• [WHAT TO WORK ON]
1. Which infertility diagnoses does the IVF exposure excerpt list, and what share of the women had each?
2. Answer these questions from the IVF exposure excerpt:
(a) How many women had enough blood and/or urine for Pb to be quantified?
(b) What was the median blood Hg value?
(c) What percentage of the women had never smoked cigarettes?

• [SOURCE EXTRACT]
= = = =
Global DNA methylation changes were investigated for associations with body burdens of Hg, Pb, Cd and BPA measured in women undergoing IVF treatment. Of the 43 women with epigenetic analysis, sufficient blood and/or urine was available for quantification of Hg in 43, Pb in 24, Cd in 42 and BPA in 35 women. The mean (SD) age was 36 (4.2) years, with a range of 28–44, most had never smoked cigarettes (83.7%), and a substantial proportion were Asian (30.2%). The primary infertility diagnoses were ‘unexplained’ (34.9%), ‘male factor’ (23.3%), ‘diminished ovarian reserve’ (18.6%) and ‘tubal factor’ (9.3%), and there was one (2.3%) diagnosis each of ‘endometriosis’ and ‘anovulation’, and four (9.3%) ‘other’ diagnoses. The majority of values were measured above the LODs for Hg (100% >LOD), Pb (100% >LOD), Cd (98% >LOD) and BPA (86% >LOD). Median (range) values were 2.9 µg/l blood (0.3–8.8) for Hg, 0.7 µg/dl blood (0.3–1.5) for Pb, 0.4 µg/l urine (0.02–1.2) for Cd, 0.3 µg/g for Cd normalized to urine creatinine (0.04–0.98) and 2.4 µg/l serum (0.0–67.4) for BPA. Women <36 years of age had a greater probability (P= 0.048) of ‘higher exposure’ to Hg (65.0%) than women >36 years of age (34.8%). No other differences were suggested for pollutant exposure by age or infertility diagnosis.
= = = =
• [RECORD SET]
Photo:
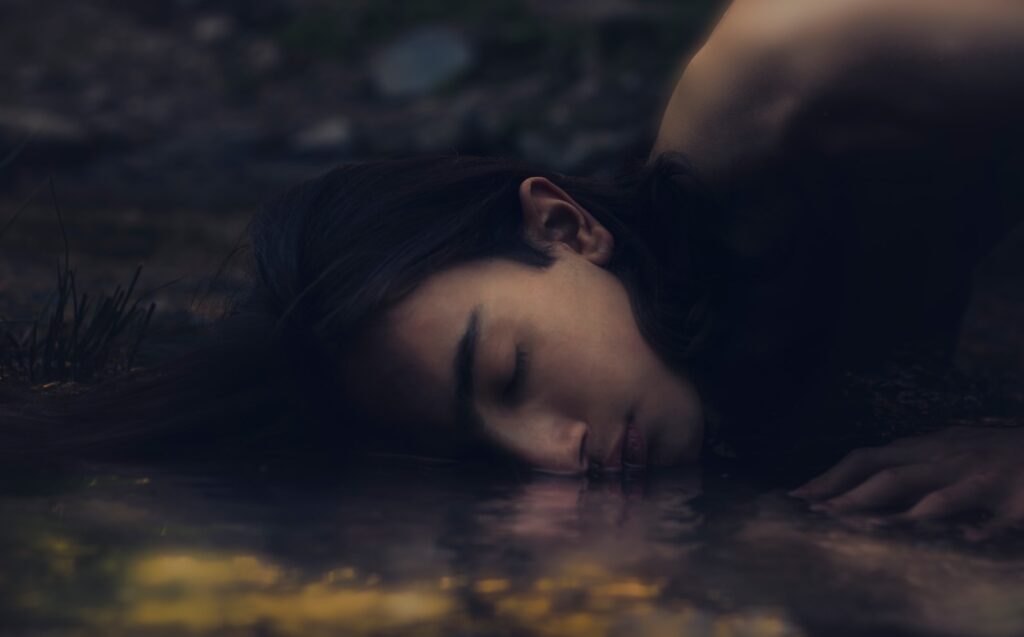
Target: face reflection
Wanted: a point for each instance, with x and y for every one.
(547, 363)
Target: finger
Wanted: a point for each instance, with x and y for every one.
(1010, 517)
(852, 470)
(966, 495)
(890, 487)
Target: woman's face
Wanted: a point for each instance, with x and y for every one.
(546, 363)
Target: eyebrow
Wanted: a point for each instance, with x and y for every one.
(467, 419)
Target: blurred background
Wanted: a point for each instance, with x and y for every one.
(157, 128)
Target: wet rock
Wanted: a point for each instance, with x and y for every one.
(581, 152)
(330, 135)
(421, 61)
(213, 29)
(41, 125)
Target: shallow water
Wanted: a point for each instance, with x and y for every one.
(421, 550)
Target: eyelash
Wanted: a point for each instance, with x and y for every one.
(514, 387)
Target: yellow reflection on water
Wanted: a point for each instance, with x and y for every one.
(207, 594)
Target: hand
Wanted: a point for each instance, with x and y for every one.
(932, 476)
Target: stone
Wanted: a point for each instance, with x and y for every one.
(330, 135)
(421, 61)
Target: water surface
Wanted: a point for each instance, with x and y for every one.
(421, 550)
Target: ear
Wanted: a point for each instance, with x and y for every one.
(551, 216)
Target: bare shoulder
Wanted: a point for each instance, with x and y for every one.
(747, 88)
(734, 94)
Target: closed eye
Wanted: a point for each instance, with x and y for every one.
(512, 393)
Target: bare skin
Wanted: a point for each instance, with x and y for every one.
(559, 369)
(933, 80)
(926, 74)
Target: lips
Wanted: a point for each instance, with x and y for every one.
(630, 451)
(634, 448)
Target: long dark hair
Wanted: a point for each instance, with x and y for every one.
(329, 256)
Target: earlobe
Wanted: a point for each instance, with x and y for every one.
(551, 216)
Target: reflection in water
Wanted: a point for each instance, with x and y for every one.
(437, 554)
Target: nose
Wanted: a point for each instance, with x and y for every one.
(563, 450)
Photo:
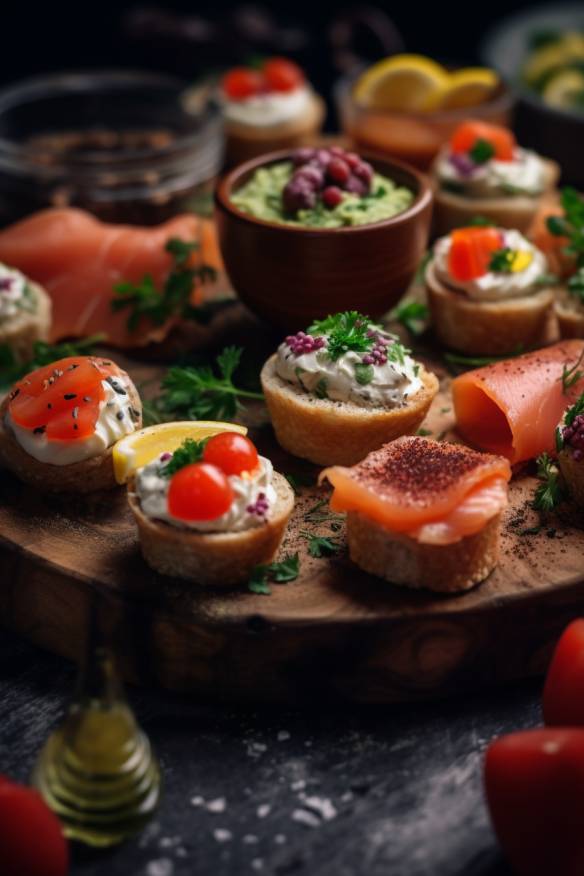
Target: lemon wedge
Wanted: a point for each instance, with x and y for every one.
(139, 448)
(469, 87)
(402, 82)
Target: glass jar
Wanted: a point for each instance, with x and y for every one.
(120, 144)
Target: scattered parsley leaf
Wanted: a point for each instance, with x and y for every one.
(550, 492)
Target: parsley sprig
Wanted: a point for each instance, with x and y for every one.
(200, 393)
(43, 354)
(550, 492)
(146, 302)
(281, 572)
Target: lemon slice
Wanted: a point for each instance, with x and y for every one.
(402, 82)
(469, 87)
(565, 89)
(141, 447)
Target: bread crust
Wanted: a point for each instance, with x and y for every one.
(87, 476)
(514, 211)
(488, 328)
(22, 331)
(338, 433)
(402, 560)
(248, 141)
(217, 559)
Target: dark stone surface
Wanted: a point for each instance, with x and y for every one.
(394, 791)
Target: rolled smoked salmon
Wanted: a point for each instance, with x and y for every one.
(79, 260)
(512, 407)
(435, 492)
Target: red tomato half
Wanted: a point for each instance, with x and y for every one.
(199, 492)
(563, 695)
(535, 791)
(31, 838)
(231, 452)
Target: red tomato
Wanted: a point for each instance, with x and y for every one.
(282, 75)
(535, 792)
(241, 82)
(31, 838)
(563, 695)
(231, 452)
(501, 139)
(199, 492)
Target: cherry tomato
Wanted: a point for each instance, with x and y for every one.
(241, 82)
(282, 75)
(31, 838)
(535, 787)
(199, 492)
(231, 452)
(563, 695)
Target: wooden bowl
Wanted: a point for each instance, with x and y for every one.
(290, 276)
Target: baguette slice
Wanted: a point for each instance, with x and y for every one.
(400, 559)
(452, 210)
(338, 433)
(217, 559)
(22, 330)
(488, 328)
(87, 476)
(244, 142)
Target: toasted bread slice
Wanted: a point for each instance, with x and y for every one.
(452, 210)
(244, 142)
(488, 328)
(216, 559)
(88, 476)
(338, 433)
(402, 560)
(20, 332)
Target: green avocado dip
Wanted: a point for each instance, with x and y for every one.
(262, 197)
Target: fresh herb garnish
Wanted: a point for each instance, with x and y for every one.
(412, 315)
(502, 260)
(550, 492)
(345, 332)
(482, 151)
(145, 301)
(198, 393)
(43, 354)
(189, 451)
(282, 572)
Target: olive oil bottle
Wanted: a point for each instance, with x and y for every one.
(97, 771)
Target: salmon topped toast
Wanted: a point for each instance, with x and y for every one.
(59, 423)
(423, 513)
(512, 407)
(343, 388)
(79, 260)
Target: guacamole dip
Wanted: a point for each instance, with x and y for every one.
(262, 197)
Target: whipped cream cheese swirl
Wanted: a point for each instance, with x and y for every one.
(496, 285)
(524, 175)
(253, 498)
(385, 376)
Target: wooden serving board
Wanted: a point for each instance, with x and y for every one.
(335, 633)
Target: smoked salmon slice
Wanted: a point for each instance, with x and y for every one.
(512, 407)
(63, 399)
(79, 260)
(433, 491)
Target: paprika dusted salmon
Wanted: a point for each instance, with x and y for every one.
(79, 260)
(512, 407)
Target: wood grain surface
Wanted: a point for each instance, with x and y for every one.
(334, 633)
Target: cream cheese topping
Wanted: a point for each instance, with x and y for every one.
(525, 175)
(13, 288)
(264, 110)
(391, 384)
(115, 420)
(495, 285)
(152, 491)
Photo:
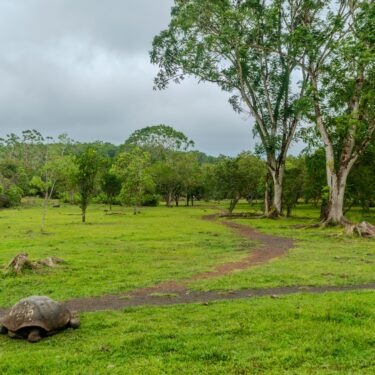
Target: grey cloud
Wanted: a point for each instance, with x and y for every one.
(82, 67)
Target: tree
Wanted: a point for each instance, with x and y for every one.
(167, 180)
(111, 186)
(132, 167)
(339, 49)
(294, 183)
(88, 163)
(159, 139)
(236, 45)
(239, 177)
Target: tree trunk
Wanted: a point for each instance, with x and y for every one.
(267, 197)
(337, 186)
(45, 205)
(169, 199)
(233, 204)
(277, 177)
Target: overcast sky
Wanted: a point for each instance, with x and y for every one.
(82, 67)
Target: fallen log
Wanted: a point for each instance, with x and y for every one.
(363, 229)
(21, 262)
(18, 263)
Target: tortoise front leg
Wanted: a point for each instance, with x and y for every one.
(13, 335)
(34, 335)
(74, 323)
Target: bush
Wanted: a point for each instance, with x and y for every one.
(4, 201)
(151, 200)
(14, 194)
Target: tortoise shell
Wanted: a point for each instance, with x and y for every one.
(37, 311)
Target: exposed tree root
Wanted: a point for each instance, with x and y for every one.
(363, 229)
(21, 262)
(241, 215)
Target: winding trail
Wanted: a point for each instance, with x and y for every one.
(177, 292)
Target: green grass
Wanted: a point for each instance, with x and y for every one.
(111, 253)
(301, 334)
(320, 257)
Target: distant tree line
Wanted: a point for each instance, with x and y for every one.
(158, 164)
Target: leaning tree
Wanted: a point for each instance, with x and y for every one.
(338, 39)
(236, 45)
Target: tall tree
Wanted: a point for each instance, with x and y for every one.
(159, 139)
(132, 167)
(88, 163)
(219, 42)
(338, 39)
(111, 186)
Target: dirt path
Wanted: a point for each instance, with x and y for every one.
(171, 293)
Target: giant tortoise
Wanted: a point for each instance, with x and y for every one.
(36, 317)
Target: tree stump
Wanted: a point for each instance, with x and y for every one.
(363, 229)
(18, 263)
(21, 262)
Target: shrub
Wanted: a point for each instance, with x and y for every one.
(150, 200)
(14, 194)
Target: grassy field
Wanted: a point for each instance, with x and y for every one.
(111, 253)
(320, 257)
(302, 334)
(330, 333)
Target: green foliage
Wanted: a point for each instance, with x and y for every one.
(132, 168)
(295, 177)
(240, 177)
(111, 186)
(159, 139)
(88, 163)
(14, 194)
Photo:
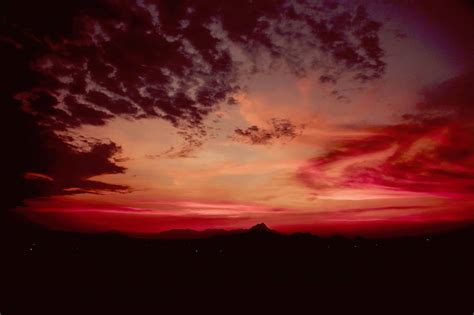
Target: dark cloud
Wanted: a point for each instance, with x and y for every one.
(430, 152)
(278, 129)
(170, 60)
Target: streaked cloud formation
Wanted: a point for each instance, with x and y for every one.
(151, 115)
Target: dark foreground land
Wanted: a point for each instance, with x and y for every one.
(45, 272)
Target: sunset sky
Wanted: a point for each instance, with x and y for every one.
(351, 117)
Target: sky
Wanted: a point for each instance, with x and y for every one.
(351, 117)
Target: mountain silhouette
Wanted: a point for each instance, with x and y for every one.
(260, 228)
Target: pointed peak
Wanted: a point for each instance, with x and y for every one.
(259, 227)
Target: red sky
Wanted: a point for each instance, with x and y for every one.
(329, 118)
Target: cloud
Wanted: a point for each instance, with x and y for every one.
(278, 129)
(151, 59)
(431, 152)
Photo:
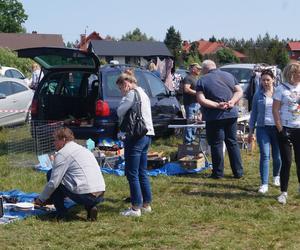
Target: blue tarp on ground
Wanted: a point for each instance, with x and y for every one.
(171, 168)
(11, 215)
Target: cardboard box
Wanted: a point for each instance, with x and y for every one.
(190, 162)
(184, 150)
(156, 162)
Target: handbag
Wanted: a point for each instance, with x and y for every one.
(133, 123)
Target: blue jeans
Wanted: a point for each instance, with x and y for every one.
(266, 137)
(57, 197)
(217, 132)
(190, 111)
(136, 170)
(286, 144)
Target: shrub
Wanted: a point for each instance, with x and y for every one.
(9, 58)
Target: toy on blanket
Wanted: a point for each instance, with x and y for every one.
(18, 205)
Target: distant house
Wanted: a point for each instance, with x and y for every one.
(15, 41)
(129, 52)
(294, 50)
(85, 40)
(207, 48)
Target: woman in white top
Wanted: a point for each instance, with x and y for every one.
(262, 117)
(286, 111)
(136, 149)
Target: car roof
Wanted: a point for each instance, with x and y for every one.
(6, 68)
(120, 67)
(239, 65)
(10, 79)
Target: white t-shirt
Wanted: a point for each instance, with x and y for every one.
(269, 120)
(289, 96)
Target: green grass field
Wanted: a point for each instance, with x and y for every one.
(189, 212)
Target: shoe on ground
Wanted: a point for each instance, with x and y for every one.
(146, 210)
(239, 176)
(213, 176)
(282, 198)
(276, 181)
(92, 213)
(130, 212)
(263, 189)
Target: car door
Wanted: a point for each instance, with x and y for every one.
(164, 106)
(53, 59)
(15, 105)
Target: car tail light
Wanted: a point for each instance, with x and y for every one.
(34, 107)
(102, 108)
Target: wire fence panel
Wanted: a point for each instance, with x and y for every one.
(26, 142)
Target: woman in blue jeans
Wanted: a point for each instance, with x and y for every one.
(266, 135)
(136, 149)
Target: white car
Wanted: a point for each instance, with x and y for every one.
(15, 101)
(241, 71)
(13, 73)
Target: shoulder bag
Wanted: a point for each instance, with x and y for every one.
(133, 123)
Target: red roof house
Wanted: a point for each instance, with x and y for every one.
(206, 48)
(294, 50)
(85, 40)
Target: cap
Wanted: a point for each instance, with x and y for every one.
(197, 65)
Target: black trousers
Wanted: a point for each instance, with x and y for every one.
(290, 140)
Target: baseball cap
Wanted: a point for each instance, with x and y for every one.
(197, 65)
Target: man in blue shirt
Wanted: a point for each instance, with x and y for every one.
(218, 92)
(190, 103)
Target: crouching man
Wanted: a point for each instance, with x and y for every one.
(75, 174)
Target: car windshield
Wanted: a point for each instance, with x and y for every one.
(242, 75)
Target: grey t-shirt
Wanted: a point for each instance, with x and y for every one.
(188, 98)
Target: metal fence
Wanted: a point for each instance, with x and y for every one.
(26, 142)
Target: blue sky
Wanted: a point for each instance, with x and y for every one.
(193, 19)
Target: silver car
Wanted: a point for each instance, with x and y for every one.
(241, 71)
(15, 101)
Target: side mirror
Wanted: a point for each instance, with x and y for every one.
(171, 93)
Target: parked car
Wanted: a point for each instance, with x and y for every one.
(15, 101)
(241, 71)
(76, 90)
(13, 73)
(182, 72)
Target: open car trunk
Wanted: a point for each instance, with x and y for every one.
(69, 97)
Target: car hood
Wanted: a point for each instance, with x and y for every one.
(51, 58)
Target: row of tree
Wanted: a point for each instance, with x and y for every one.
(264, 49)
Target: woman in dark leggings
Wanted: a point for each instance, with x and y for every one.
(286, 112)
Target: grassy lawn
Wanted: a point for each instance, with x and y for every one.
(189, 212)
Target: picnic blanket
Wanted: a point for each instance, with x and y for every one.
(13, 215)
(171, 168)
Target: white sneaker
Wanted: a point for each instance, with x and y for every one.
(131, 212)
(146, 210)
(282, 198)
(276, 181)
(263, 189)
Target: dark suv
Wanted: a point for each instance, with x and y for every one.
(77, 91)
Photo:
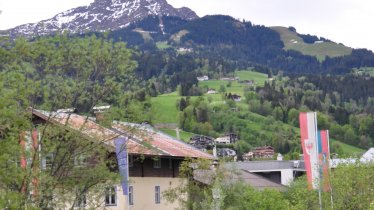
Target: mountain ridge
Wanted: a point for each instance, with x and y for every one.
(101, 15)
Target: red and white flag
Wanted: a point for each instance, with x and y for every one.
(308, 133)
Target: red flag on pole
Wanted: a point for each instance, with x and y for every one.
(308, 133)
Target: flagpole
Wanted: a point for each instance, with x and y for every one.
(329, 161)
(318, 162)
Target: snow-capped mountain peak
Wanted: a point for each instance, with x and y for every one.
(102, 15)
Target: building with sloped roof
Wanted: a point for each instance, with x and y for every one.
(153, 159)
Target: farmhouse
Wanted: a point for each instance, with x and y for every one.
(203, 78)
(211, 91)
(263, 152)
(152, 165)
(227, 138)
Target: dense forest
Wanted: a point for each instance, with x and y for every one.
(220, 45)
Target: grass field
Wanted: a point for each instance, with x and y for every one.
(165, 109)
(259, 78)
(365, 70)
(292, 41)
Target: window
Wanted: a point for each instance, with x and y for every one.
(131, 195)
(157, 163)
(81, 201)
(110, 196)
(157, 194)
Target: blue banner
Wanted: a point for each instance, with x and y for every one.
(121, 152)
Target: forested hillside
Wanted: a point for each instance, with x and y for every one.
(127, 71)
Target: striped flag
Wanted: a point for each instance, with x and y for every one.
(123, 166)
(308, 133)
(324, 158)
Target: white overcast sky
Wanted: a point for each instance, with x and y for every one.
(350, 22)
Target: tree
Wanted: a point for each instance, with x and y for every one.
(51, 73)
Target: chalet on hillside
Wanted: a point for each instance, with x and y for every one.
(153, 162)
(263, 152)
(211, 91)
(228, 138)
(202, 142)
(203, 78)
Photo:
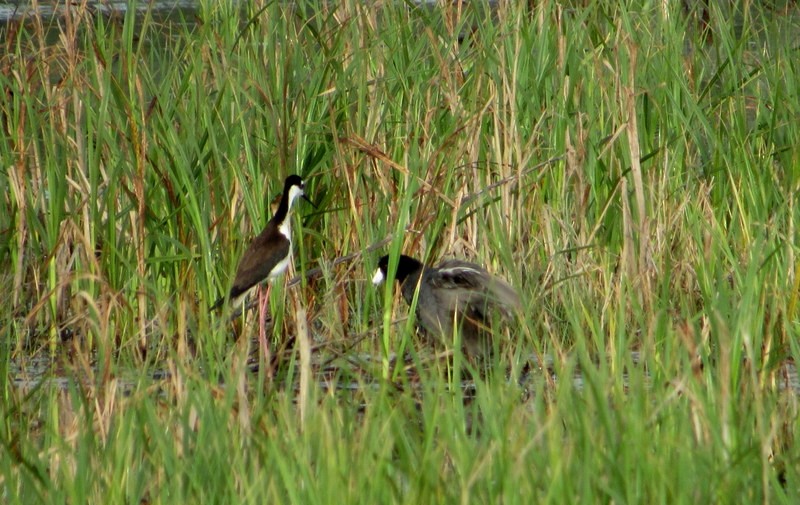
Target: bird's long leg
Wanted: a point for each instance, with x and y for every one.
(264, 355)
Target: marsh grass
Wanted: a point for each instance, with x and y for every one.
(630, 169)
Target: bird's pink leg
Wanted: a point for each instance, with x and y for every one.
(264, 354)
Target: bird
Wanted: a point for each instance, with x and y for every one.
(268, 255)
(454, 291)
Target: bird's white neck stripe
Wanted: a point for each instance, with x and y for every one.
(285, 228)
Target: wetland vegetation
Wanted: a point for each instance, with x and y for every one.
(628, 167)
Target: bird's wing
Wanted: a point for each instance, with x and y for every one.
(257, 262)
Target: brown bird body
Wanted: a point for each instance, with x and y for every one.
(268, 255)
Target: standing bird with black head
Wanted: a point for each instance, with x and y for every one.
(453, 293)
(269, 254)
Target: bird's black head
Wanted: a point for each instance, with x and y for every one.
(406, 266)
(293, 187)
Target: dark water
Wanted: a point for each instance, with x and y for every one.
(20, 11)
(42, 372)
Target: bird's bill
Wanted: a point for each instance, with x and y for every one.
(308, 200)
(378, 278)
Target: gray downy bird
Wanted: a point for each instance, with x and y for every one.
(454, 292)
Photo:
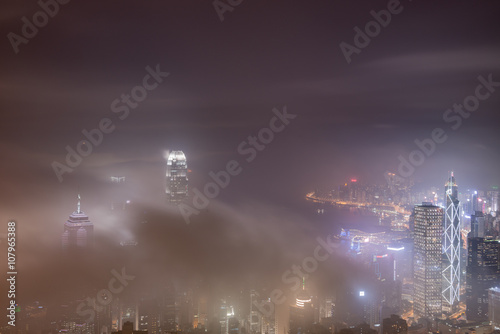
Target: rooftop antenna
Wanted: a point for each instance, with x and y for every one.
(78, 206)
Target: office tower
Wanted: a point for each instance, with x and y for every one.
(78, 231)
(169, 322)
(494, 306)
(483, 272)
(451, 246)
(177, 178)
(302, 312)
(394, 325)
(477, 226)
(475, 202)
(494, 197)
(427, 260)
(128, 328)
(118, 193)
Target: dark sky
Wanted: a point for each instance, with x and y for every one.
(353, 120)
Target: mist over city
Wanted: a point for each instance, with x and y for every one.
(250, 167)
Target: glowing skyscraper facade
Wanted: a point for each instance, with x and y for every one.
(451, 246)
(78, 231)
(177, 178)
(427, 260)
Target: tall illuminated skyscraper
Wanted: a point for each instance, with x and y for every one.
(78, 231)
(451, 246)
(177, 179)
(483, 273)
(427, 260)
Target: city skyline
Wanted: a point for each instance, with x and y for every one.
(214, 156)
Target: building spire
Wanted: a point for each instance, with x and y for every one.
(78, 205)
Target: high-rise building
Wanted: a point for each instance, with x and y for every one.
(302, 312)
(494, 197)
(427, 260)
(483, 273)
(494, 306)
(78, 231)
(451, 246)
(477, 226)
(177, 177)
(394, 325)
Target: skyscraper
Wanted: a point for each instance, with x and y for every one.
(78, 231)
(177, 178)
(483, 273)
(451, 246)
(477, 225)
(427, 260)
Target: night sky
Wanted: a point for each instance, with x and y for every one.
(225, 78)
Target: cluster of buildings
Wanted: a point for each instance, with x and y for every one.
(433, 267)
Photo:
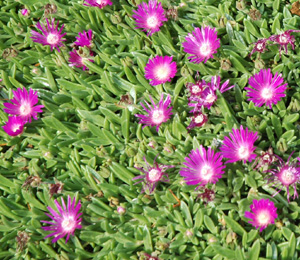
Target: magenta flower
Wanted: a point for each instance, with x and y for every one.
(202, 44)
(203, 167)
(199, 119)
(14, 126)
(240, 145)
(266, 89)
(50, 35)
(286, 174)
(263, 213)
(284, 40)
(84, 39)
(23, 104)
(152, 175)
(209, 95)
(149, 17)
(160, 69)
(78, 61)
(65, 221)
(98, 3)
(157, 114)
(259, 46)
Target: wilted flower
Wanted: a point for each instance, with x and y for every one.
(265, 89)
(51, 36)
(263, 213)
(152, 175)
(23, 104)
(209, 95)
(77, 60)
(160, 69)
(84, 39)
(149, 17)
(198, 120)
(202, 44)
(98, 3)
(259, 46)
(157, 114)
(14, 126)
(286, 174)
(240, 145)
(203, 167)
(65, 221)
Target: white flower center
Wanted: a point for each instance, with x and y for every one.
(152, 21)
(267, 93)
(196, 89)
(288, 176)
(206, 172)
(205, 49)
(52, 38)
(263, 218)
(210, 98)
(162, 72)
(25, 109)
(243, 152)
(259, 46)
(158, 116)
(154, 175)
(68, 224)
(15, 128)
(199, 119)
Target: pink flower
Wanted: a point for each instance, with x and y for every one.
(259, 46)
(149, 17)
(157, 114)
(84, 39)
(152, 175)
(14, 126)
(65, 221)
(263, 213)
(202, 167)
(160, 69)
(209, 95)
(286, 174)
(51, 36)
(266, 89)
(23, 104)
(98, 3)
(202, 44)
(199, 119)
(240, 145)
(78, 61)
(284, 39)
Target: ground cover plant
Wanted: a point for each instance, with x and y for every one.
(149, 129)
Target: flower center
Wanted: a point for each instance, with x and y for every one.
(158, 116)
(196, 89)
(15, 128)
(68, 224)
(25, 109)
(162, 72)
(206, 172)
(243, 152)
(152, 21)
(52, 38)
(263, 218)
(199, 119)
(210, 98)
(288, 176)
(205, 49)
(267, 93)
(154, 175)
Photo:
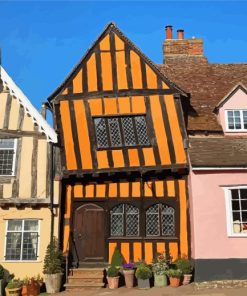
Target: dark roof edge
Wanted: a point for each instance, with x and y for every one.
(113, 26)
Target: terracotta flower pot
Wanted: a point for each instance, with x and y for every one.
(113, 282)
(160, 280)
(187, 279)
(174, 282)
(129, 278)
(143, 284)
(13, 292)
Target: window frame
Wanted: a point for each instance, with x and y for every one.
(22, 232)
(241, 121)
(14, 157)
(123, 146)
(143, 206)
(228, 204)
(125, 221)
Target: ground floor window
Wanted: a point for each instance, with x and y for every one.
(236, 205)
(22, 238)
(157, 220)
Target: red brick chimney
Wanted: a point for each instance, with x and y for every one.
(189, 49)
(180, 34)
(168, 32)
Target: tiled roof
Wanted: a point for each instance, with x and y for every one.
(15, 91)
(207, 84)
(218, 151)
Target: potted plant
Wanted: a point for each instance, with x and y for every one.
(2, 280)
(53, 267)
(13, 288)
(159, 268)
(117, 259)
(112, 277)
(143, 274)
(174, 277)
(30, 287)
(129, 271)
(185, 265)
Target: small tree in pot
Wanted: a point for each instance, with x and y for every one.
(143, 274)
(129, 271)
(13, 288)
(186, 266)
(53, 267)
(159, 268)
(174, 277)
(112, 277)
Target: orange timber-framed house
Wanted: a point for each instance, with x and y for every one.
(124, 164)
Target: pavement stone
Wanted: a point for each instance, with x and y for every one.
(188, 290)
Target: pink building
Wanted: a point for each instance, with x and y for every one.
(216, 118)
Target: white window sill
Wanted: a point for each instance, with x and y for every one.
(237, 235)
(21, 261)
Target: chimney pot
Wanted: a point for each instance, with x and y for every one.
(180, 33)
(168, 32)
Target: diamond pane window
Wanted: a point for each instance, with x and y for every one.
= = = =
• [ANSWERS TO THE PROBLEMS]
1.
Unexplained: 34.9%
Male factor: 23.3%
Diminished ovarian reserve: 18.6%
Tubal factor: 9.3%
Endometriosis: 2.3% (one woman)
Anovulation: 2.3% (one woman)
Other: 9.3% (four women)

2.
(a) 24
(b) 2.9 µg/l blood
(c) 83.7%